→ **Document segment**:
________________________

The difference is that in the subprocess approach, the IPC machinery
is all written into the spec, and build frontends like pip implement
one half while build backends implement the other half. In the Python
API approach, the spec just specifies the Python calling conventions,
and both halves of the IPC code live are implemented inside each build
backend.
Concretely, the way I imagine this would work is that pip would set up
the build environment, and then it would run
build-environment/bin/python path/to/pip-worker-script.py <args>
where pip-worker-script.py is distributed as part of pip. (In simple
cases it could simply be a file inside pip's package directory; if we
want to support execution from pip-inside-a-zip-file then we need a
bit of code to unpack it to a tempfile before executing it. Creating a
tempfile is not a huge additional burden given that by the time we
call build hooks we will have already created a whole temporary python
environment...)
In the subprocess approach, we have to write a ton of text describing
all the intricacies of IPC. We have to specify how the command line
gets split (or is it passed to the shell?), and specify a JSON-based
protocol, and what happens to stdin/stdout/stderr, and etc. etc. In
the Python API approach, we still have to do all the work of figuring
these things out, but they would live inside pip's code, instead of in
a PEP. The actual PEP text would be much smaller.
It's not clear which approach leads to smaller code overall. If there
are F frontends and B backends, then in the subprocess approach we
collectively have to write F+B pieces of IPC code, and in the Python
API approach we collectively have to write 2*F pieces of IPC code. So
on this metric the Python API is a win if F < B, which would happen if
e.g. everyone ends up using pip for their frontend but with lots of
different backends, which seems plausible? But who knows.
But now suppose that there's some bug in that complicated IPC protocol
(which I would rate as about a 99.3% likelihood in our first attempt,
because cross-platform compatible cross-process IPC is super annoying
and fiddly). In the subprocess approach, fixing this means that we
need to (a) write a PEP, and then (b) fix F+B pieces of code
simultaneously on some flag day, and possibly test F*B combinations
for correct interoperation. In the Python API approach, fixing this
means patching whichever frontend has the bug, no PEPs or flag days
necessary.
In addition, the ability to evolve the two halves of the IPC channel
together allows for better efficiency. For example, in Robert's
current PEP there's some machinery added that hopes to let pip cache
the result of the "--dump-build-description" call. This is needed
because in the subprocess approach, the minimum number of subprocess
calls you need to do something is two: one to ask what command to
call, and a second to actually execute the command. In the python API
approach, you can just go ahead and spawn a subprocess that knows what
method it wants to call, and it can locate that method and then call
it in a single shot, thus avoiding the need for an error-prone caching
scheme.

________________________

→ **Challenge A**:
Answer these from the build-backend passage:
(i) With F frontends and B backends, how many pieces of IPC code must be written collectively in the Python API approach?
(ii) What is the minimum number of subprocess calls needed to do something in the subprocess approach?
(iii) What likelihood does the writer give for a bug in the IPC protocol on the first attempt?
→ **Challenge B**: Please reproduce the part of the build-backend passage that opens with the words containing "Concretely, the way" and closes with "environment...)".

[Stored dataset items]
________________________

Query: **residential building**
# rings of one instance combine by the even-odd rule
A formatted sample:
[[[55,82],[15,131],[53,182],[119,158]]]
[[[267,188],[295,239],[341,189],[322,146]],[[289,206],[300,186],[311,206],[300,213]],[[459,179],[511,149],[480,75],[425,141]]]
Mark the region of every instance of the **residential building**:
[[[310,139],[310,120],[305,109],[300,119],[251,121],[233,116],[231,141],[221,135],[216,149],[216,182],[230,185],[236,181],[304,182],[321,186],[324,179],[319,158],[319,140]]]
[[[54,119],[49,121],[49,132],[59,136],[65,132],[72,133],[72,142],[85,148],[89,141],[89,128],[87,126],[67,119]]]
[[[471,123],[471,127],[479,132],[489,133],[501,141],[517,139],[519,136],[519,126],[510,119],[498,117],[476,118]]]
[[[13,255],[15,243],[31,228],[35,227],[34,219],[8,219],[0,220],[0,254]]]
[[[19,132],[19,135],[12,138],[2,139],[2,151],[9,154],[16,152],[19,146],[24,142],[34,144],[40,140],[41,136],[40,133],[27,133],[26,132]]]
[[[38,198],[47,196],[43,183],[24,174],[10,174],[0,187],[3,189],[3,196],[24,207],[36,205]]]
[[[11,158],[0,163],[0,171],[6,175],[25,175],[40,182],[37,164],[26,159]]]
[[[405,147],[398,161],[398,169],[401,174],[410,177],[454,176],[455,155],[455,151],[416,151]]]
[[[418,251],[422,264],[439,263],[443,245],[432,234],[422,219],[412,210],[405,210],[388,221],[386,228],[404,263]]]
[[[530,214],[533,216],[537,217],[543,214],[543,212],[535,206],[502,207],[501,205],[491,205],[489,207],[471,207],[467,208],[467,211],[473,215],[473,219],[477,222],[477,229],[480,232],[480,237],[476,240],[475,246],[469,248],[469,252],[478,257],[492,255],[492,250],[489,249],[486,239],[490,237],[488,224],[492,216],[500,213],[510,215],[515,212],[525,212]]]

________________________

→ **Complete response A**:
(i) 2*F pieces
(ii) Two
(iii) About 99.3%

→ **Complete response B**:
Concretely, the way I imagine this would work is that pip would set up
the build environment, and then it would run
build-environment/bin/python path/to/pip-worker-script.py <args>
where pip-worker-script.py is distributed as part of pip. (In simple
cases it could simply be a file inside pip's package directory; if we
want to support execution from pip-inside-a-zip-file then we need a
bit of code to unpack it to a tempfile before executing it. Creating a
tempfile is not a huge additional burden given that by the time we
call build hooks we will have already created a whole temporary python
environment...)